_Short exercise:_ Pick out and copy each line in the material below that contains the string "plant". Letter case matters.

_Material provided:_
····················

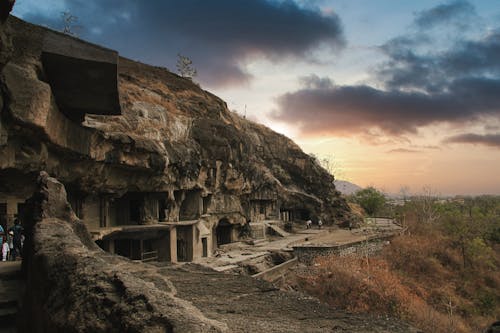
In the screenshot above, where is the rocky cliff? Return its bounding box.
[0,17,349,223]
[0,11,424,332]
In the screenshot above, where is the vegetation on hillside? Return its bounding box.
[297,195,500,333]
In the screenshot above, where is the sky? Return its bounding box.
[13,0,500,195]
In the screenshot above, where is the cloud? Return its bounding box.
[14,0,345,85]
[299,74,333,89]
[415,0,476,29]
[272,78,500,136]
[444,133,500,148]
[387,148,422,154]
[271,1,500,137]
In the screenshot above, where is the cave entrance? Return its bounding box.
[176,225,193,262]
[115,239,141,260]
[179,190,203,221]
[215,218,233,246]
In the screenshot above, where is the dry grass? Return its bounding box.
[295,228,500,333]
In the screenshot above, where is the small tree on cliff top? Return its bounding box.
[353,187,386,216]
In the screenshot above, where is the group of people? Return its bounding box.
[306,219,323,229]
[0,219,24,261]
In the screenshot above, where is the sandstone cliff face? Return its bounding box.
[0,17,349,228]
[19,172,227,333]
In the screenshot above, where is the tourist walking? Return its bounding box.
[9,219,24,261]
[7,231,14,260]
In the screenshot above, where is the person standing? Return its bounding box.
[9,219,24,261]
[6,231,14,260]
[1,236,9,261]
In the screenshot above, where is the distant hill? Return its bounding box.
[334,180,363,195]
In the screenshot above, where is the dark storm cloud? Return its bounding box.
[274,78,500,135]
[16,0,345,84]
[299,74,333,89]
[444,133,500,148]
[272,1,500,136]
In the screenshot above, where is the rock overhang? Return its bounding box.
[41,30,121,122]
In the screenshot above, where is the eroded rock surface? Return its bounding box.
[21,173,228,332]
[0,17,350,228]
[21,173,417,333]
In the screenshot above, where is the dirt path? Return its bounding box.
[154,264,417,333]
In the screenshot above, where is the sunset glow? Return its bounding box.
[13,0,500,195]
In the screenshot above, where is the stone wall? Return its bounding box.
[293,235,393,264]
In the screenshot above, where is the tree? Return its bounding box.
[353,186,386,216]
[177,53,197,80]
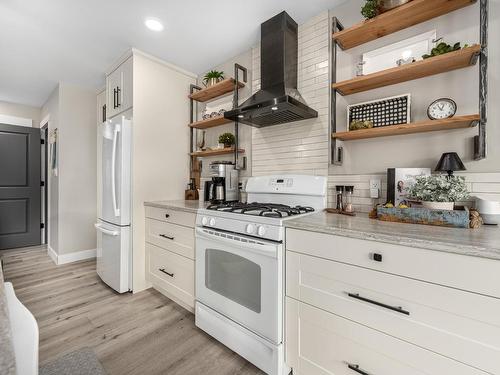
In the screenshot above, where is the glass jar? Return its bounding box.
[344,186,354,212]
[335,185,344,211]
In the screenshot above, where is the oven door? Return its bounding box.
[196,227,283,344]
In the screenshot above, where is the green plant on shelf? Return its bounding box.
[203,70,224,86]
[422,38,469,60]
[219,133,236,147]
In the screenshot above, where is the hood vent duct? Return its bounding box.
[224,12,318,128]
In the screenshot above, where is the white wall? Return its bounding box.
[0,101,41,128]
[41,83,97,255]
[132,54,195,292]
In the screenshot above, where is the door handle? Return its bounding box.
[347,363,371,375]
[162,268,174,277]
[94,223,120,237]
[347,293,410,315]
[158,234,174,241]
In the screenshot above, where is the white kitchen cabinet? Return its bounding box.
[285,229,500,375]
[106,57,133,118]
[145,206,196,312]
[286,297,487,375]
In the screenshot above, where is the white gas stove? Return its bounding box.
[196,175,327,375]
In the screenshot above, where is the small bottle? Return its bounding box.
[335,185,344,211]
[344,186,354,212]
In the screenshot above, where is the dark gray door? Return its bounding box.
[0,124,41,249]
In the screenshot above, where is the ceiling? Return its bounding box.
[0,0,344,106]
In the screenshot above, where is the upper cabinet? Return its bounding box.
[106,57,133,119]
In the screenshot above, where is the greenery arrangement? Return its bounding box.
[219,133,236,147]
[203,70,224,85]
[408,175,469,202]
[361,0,380,19]
[422,38,469,60]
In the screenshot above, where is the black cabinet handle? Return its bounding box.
[347,293,410,315]
[162,268,174,277]
[116,86,122,108]
[158,234,174,241]
[347,363,370,375]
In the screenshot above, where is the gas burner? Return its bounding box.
[207,202,314,218]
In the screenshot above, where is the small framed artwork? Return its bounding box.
[361,30,436,75]
[387,168,431,206]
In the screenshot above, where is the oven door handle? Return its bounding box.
[196,227,281,258]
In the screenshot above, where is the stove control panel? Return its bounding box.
[196,214,283,241]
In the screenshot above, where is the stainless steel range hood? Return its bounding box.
[224,12,318,128]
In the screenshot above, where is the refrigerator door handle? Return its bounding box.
[94,223,120,237]
[111,125,120,217]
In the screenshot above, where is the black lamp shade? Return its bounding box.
[435,152,465,176]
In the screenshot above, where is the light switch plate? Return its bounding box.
[370,179,382,198]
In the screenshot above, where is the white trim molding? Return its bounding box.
[47,246,97,266]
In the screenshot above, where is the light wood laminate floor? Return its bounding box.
[0,247,262,375]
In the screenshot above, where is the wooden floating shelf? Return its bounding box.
[332,115,479,141]
[333,0,476,50]
[189,115,233,129]
[332,45,481,95]
[189,78,245,102]
[191,147,245,158]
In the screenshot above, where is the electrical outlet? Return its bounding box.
[370,180,382,198]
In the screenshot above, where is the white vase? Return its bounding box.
[422,201,455,210]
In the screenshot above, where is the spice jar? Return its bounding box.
[344,186,354,212]
[335,185,344,211]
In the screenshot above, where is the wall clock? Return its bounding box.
[427,98,457,120]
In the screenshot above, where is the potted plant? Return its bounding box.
[203,70,224,87]
[408,175,469,210]
[219,133,236,148]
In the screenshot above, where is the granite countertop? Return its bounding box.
[285,212,500,260]
[0,266,16,375]
[144,200,208,213]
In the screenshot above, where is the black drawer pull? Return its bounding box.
[347,293,410,315]
[347,363,370,375]
[162,268,174,277]
[158,234,174,241]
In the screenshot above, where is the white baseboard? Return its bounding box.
[47,246,97,265]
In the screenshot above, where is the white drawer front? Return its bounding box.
[286,297,486,375]
[145,206,196,228]
[146,243,194,309]
[146,219,194,259]
[286,251,500,374]
[286,229,500,298]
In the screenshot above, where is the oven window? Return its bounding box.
[205,249,261,313]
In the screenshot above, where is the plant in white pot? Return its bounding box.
[408,175,469,210]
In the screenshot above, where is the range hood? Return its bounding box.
[224,12,318,128]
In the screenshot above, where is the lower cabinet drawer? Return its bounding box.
[146,243,194,311]
[285,297,487,375]
[146,219,194,259]
[286,251,500,374]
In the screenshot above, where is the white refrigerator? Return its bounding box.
[95,111,132,293]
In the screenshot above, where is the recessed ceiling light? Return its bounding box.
[144,17,163,31]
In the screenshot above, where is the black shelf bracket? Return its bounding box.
[233,63,248,169]
[474,0,489,160]
[329,17,344,165]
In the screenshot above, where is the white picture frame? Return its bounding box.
[361,30,437,75]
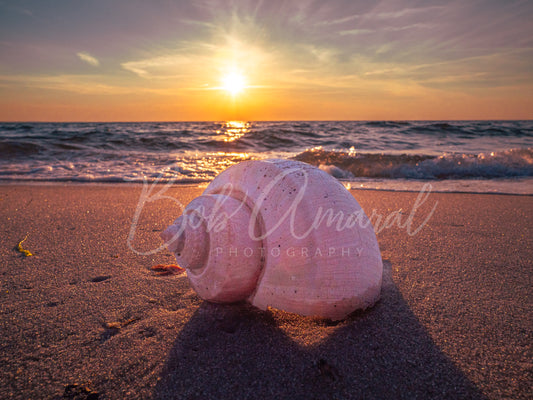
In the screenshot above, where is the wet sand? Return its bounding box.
[0,184,533,399]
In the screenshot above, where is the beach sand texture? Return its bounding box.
[0,184,533,399]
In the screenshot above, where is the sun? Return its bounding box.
[222,72,246,96]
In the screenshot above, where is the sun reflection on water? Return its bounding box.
[216,121,250,142]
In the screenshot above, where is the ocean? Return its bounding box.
[0,121,533,195]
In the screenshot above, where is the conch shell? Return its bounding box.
[161,159,383,320]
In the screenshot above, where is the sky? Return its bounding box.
[0,0,533,121]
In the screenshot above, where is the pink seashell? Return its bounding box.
[161,160,383,320]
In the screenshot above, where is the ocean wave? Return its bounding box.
[294,148,533,179]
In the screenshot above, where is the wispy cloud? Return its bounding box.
[76,51,100,67]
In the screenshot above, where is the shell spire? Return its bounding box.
[162,160,383,320]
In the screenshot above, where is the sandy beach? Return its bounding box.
[0,184,533,399]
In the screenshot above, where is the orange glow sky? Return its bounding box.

····················

_Finished task:_
In the screenshot above, where is the green plant on shelf? Return its bounding box.
In the screenshot above, where is the potted plant? Return its bounding box.
In the screenshot above, where is the plant in white pot? Return its bounding box.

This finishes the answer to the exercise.